What you should do
Write out every line exactly, from the first line of the records below through the line that contains "Give the mask of every instance of the vertical".

== Excerpted data

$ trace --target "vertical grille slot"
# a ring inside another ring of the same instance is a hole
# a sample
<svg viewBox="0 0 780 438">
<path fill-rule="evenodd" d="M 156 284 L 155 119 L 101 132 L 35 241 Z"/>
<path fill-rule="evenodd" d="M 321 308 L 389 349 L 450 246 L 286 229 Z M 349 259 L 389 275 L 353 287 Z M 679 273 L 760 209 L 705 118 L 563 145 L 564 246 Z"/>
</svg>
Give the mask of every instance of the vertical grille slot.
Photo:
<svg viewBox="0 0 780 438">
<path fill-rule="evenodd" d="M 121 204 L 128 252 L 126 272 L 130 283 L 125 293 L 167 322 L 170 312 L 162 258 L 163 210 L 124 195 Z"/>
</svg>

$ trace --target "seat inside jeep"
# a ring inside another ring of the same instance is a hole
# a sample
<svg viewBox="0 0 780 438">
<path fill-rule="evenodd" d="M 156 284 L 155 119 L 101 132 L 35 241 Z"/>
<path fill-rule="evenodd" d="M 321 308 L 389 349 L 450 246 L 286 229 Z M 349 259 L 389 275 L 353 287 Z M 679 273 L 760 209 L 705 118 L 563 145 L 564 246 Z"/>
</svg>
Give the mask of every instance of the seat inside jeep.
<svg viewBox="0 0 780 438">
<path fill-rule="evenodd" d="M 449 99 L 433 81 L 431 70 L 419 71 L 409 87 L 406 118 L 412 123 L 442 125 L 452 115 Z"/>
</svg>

====

Result below
$ trace --target "vertical grille slot"
# a ring inside another ring of the same instance is a hole
# a sample
<svg viewBox="0 0 780 438">
<path fill-rule="evenodd" d="M 156 284 L 155 119 L 101 132 L 35 241 Z"/>
<path fill-rule="evenodd" d="M 321 308 L 389 349 L 450 246 L 286 229 Z M 349 259 L 389 275 L 353 287 Z M 679 273 L 760 209 L 705 118 L 563 145 L 564 246 Z"/>
</svg>
Give the mask of every instance of the vertical grille slot.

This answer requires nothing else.